--- PROBLEM ---
Report all lines from the entries below in which "teeth" appears.

Dataset entries
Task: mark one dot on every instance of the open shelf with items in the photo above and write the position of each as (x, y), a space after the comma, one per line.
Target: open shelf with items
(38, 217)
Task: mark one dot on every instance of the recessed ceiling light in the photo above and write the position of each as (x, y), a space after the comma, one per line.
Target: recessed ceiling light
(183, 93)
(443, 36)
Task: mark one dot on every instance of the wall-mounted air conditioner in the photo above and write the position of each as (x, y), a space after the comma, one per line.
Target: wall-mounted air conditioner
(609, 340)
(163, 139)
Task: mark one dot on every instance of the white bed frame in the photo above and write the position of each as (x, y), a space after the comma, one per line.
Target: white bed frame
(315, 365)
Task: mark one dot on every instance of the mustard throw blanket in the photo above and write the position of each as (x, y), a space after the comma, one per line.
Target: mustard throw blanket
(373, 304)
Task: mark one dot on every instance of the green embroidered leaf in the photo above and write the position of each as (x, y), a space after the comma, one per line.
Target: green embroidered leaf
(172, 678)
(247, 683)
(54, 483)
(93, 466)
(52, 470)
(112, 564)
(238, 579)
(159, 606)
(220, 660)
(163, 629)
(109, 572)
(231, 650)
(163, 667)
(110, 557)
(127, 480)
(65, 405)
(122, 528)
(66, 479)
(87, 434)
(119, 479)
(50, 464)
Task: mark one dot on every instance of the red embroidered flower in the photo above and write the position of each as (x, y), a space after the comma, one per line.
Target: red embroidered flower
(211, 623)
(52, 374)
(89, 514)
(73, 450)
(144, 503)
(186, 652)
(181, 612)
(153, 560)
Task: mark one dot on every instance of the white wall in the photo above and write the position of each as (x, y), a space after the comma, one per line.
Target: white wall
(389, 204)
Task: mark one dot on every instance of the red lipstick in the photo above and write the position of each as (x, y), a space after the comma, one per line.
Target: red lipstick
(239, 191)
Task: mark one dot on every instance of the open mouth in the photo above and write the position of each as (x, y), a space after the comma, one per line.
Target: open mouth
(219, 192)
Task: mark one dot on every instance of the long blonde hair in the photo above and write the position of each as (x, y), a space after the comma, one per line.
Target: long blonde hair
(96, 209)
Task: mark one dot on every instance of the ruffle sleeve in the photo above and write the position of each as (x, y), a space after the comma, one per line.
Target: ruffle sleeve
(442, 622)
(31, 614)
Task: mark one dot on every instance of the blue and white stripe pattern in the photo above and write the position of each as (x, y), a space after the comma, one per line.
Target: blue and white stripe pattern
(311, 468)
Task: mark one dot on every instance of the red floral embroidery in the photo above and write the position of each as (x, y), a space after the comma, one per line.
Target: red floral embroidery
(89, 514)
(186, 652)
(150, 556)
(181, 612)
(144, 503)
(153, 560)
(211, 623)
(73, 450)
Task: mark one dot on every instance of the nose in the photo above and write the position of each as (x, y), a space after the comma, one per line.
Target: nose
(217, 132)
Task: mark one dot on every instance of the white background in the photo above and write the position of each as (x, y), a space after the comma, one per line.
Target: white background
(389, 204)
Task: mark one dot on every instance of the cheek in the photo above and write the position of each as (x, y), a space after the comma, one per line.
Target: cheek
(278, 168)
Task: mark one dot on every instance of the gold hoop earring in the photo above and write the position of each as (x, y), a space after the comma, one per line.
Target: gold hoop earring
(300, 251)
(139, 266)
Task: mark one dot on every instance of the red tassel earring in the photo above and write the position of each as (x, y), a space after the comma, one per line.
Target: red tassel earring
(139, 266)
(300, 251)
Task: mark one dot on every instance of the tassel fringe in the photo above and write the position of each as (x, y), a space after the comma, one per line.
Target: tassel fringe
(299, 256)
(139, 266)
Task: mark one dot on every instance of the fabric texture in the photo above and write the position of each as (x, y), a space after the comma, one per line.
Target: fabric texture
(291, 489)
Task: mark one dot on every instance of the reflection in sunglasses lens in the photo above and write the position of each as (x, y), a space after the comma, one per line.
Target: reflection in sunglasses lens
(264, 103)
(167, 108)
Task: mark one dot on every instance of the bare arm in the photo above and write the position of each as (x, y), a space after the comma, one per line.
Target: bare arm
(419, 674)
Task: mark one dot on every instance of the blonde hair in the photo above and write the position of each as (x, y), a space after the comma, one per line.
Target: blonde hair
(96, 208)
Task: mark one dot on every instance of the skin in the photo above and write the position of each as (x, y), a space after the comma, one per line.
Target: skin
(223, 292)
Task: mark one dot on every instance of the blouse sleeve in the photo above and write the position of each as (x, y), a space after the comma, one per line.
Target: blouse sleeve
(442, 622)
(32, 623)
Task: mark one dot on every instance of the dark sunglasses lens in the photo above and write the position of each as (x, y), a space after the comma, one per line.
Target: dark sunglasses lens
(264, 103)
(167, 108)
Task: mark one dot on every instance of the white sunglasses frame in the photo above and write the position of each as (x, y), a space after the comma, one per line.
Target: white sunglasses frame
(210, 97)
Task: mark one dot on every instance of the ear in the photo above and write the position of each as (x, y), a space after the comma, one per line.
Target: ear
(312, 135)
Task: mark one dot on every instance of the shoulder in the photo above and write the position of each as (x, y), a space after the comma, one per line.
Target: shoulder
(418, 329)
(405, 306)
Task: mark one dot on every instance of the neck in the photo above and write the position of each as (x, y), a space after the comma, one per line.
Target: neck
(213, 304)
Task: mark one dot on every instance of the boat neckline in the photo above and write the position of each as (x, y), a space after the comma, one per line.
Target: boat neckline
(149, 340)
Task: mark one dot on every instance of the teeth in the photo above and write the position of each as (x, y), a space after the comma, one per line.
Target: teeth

--- FINISHED EXERCISE ---
Task: mark one dot on every instance of the teeth in the photo above and write the position of each as (x, y), a space after the comma, one per line.
Target: teeth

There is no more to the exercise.